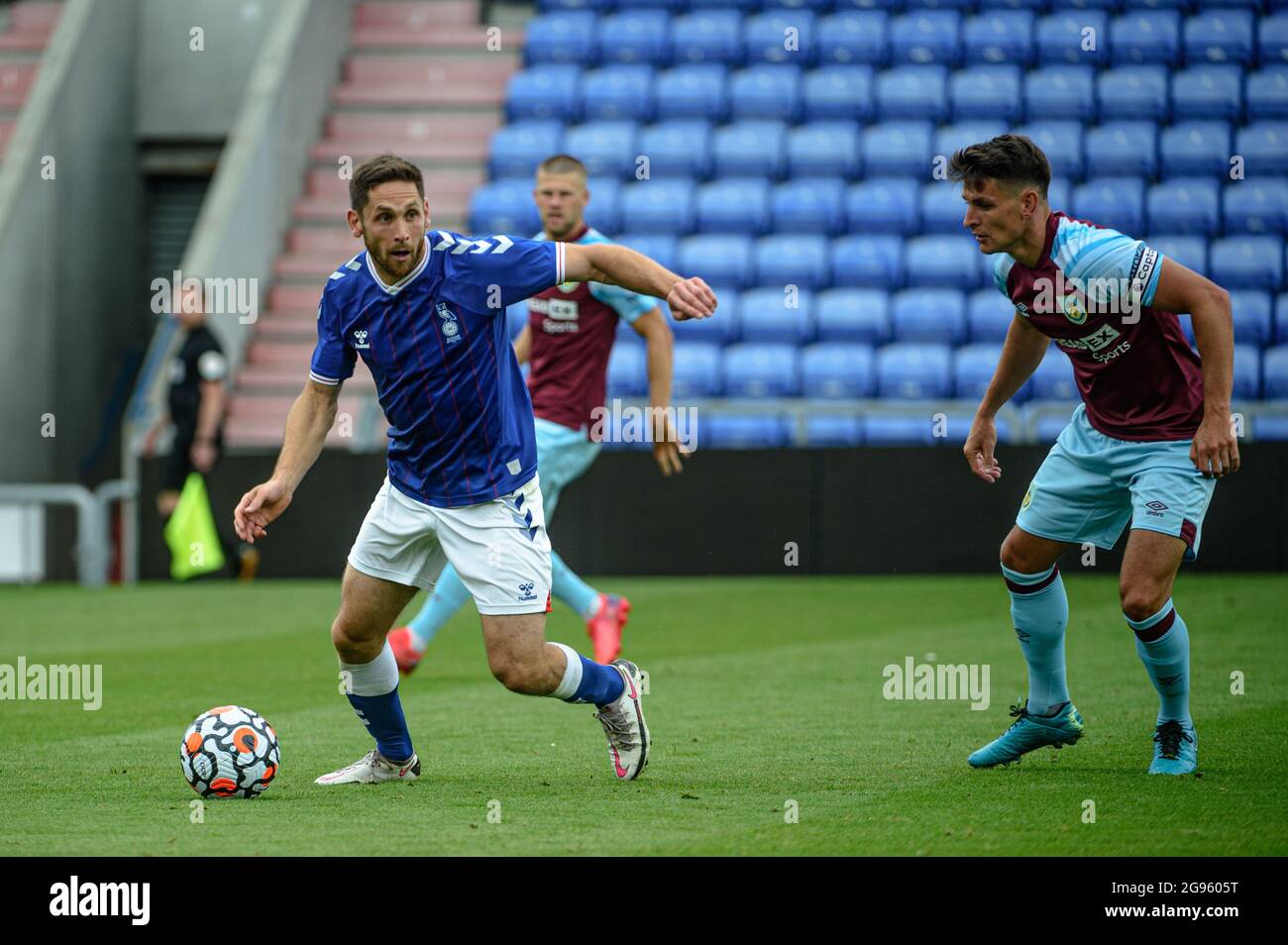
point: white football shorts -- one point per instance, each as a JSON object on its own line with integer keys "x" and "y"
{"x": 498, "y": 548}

◇ ◇ ◇ ◇

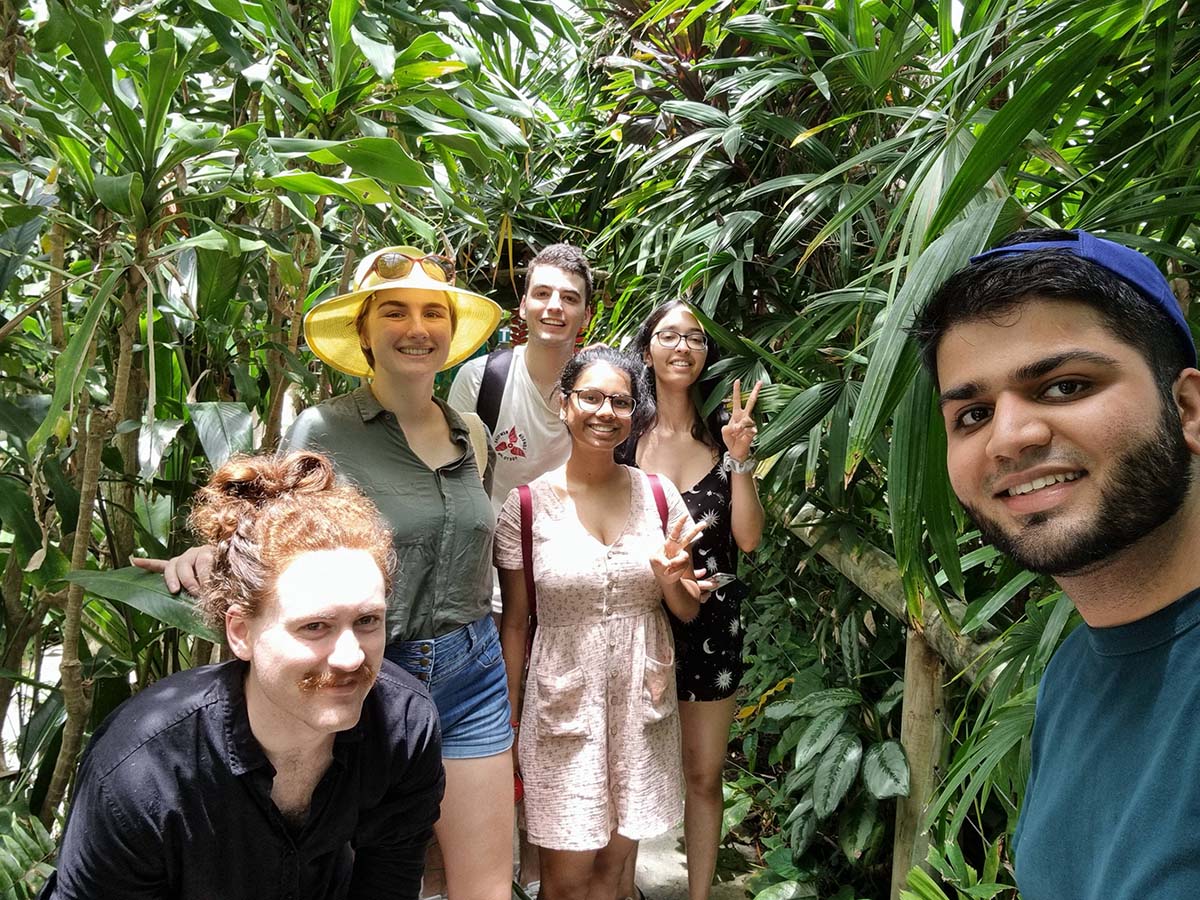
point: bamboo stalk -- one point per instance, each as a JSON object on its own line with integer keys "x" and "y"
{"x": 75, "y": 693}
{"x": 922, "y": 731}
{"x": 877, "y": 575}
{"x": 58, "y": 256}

◇ ◇ ◇ ◇

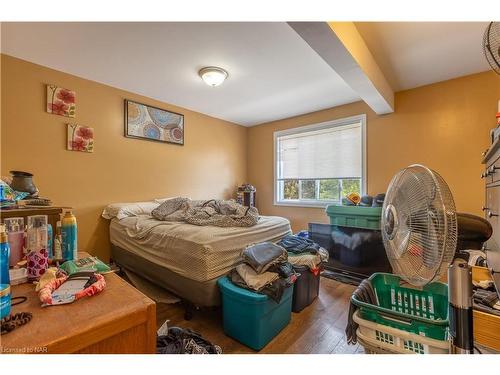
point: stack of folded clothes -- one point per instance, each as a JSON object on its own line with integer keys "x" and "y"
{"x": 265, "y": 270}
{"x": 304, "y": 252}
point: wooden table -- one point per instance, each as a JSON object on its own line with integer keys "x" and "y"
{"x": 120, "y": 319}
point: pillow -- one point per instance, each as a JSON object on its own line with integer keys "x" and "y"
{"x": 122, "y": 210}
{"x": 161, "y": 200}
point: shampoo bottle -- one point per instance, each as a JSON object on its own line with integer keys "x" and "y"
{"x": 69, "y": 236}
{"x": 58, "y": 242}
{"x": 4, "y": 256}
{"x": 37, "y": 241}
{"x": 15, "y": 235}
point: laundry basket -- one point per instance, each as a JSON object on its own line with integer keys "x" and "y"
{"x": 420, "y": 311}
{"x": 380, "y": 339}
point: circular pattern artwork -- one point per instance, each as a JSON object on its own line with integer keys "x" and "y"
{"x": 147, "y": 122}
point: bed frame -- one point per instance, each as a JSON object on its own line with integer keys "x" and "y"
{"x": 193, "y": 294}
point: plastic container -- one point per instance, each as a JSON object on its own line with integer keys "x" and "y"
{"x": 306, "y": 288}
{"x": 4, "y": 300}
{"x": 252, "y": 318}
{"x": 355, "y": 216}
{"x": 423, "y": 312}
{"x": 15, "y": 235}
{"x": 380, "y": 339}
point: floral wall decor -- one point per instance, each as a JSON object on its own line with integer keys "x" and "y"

◇ ◇ ◇ ◇

After locating the line with "point: shampoo bottle" above, return that line and every later line through the one with "point: floral wall", word for word and with nothing else.

:: Result of the exercise ::
point: shampoo bottle -- one point per instance, each as a JSON object on its own line with integer keys "x" and "y"
{"x": 69, "y": 236}
{"x": 58, "y": 242}
{"x": 4, "y": 256}
{"x": 37, "y": 241}
{"x": 15, "y": 235}
point: laundry basket -- one point per instance, each as a JSON object on its own line with integer keys "x" and "y"
{"x": 420, "y": 311}
{"x": 380, "y": 339}
point: circular pattern artwork -- one point per instance, each as a JSON object on its own line with integer keys "x" and "y"
{"x": 147, "y": 122}
point: bed frame -- one point per instance, each as a JSON object on its own line with integer keys "x" and "y"
{"x": 193, "y": 294}
point: plastic container -- one point per instance, each as a JSON object on its own line with integer keys "x" and "y"
{"x": 306, "y": 288}
{"x": 4, "y": 300}
{"x": 252, "y": 318}
{"x": 355, "y": 216}
{"x": 423, "y": 312}
{"x": 15, "y": 235}
{"x": 380, "y": 339}
point: floral wall decor -- one point per instance, each as a JSON object on its own line with integer keys "x" and "y"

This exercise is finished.